Action item:
Give back the data below word for word. Any image in it should be left out.

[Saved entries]
= Beginning of Section =

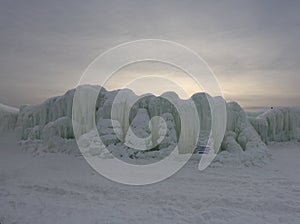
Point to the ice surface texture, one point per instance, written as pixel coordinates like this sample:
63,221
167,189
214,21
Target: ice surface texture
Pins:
50,123
8,118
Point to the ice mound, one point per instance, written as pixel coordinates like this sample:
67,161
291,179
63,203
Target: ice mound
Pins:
8,118
155,120
279,124
241,145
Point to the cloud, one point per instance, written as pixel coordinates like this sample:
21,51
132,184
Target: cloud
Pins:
253,46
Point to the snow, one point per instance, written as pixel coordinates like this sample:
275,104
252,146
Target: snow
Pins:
8,118
59,188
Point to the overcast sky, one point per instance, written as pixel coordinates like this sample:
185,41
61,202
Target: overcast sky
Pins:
252,46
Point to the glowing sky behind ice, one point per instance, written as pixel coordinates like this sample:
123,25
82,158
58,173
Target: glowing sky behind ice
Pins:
252,46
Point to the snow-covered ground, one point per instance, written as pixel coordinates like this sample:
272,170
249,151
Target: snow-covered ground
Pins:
60,188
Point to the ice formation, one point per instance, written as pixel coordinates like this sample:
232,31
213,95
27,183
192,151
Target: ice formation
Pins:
241,144
126,123
278,124
8,118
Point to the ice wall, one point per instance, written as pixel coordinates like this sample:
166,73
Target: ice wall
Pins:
156,123
278,124
8,118
241,143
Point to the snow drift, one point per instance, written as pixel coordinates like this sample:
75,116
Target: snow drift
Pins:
8,118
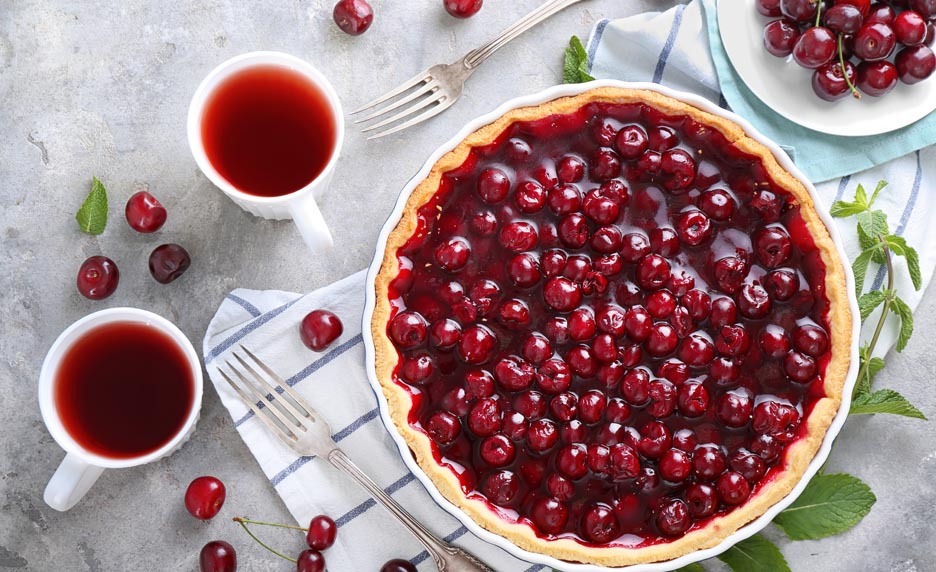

= End of Section =

Answer for this exercise:
Point to the ice surface texture, one point per instance, written as pixel coordinates like this sample:
63,221
167,189
214,21
Target: ice surface texture
Pins:
50,123
8,118
Point to the ice mound, one point per instance, written as pixel coordinates like this sample:
67,161
291,179
63,203
Target: ice mound
Pins:
8,118
155,120
279,124
241,145
Point to the cloud, one point per instance, written as pixel coordinates like this sample:
21,51
132,184
Target: cloud
Pins:
253,46
Point to the snow, one point per instance, written as pixel coordinates like this sample:
275,104
252,146
Target: snow
Pins:
8,118
59,188
Point to the overcast sky, one point per instance, written as pixel coordinates like this sample:
185,41
61,202
Target: overcast sky
Pins:
252,46
Point to the glowing sky behind ice, one point per instance, written as pixel coordinates like this sample:
123,25
82,158
58,173
Target: glowing sky behind ice
Pins:
252,46
Point to the snow-covered ground, one point per instance, written as pixel coordinates like this sample:
272,170
249,151
Target: snow-covered ground
Pins:
60,188
Point to the ice formation, one point per instance, written as pixel coordinates like this sample:
232,31
213,95
27,183
192,151
Target: ice formation
Pins:
241,144
126,123
278,124
8,118
Point to the ice wall, one point per instance, written as pixel coordinates like this sample:
166,73
Target: ice wall
Pins:
156,123
278,124
8,118
241,143
Point to the snow drift, one point per instance, written as pixel coordinates like this sample:
75,116
Target: snow drift
Pins:
8,118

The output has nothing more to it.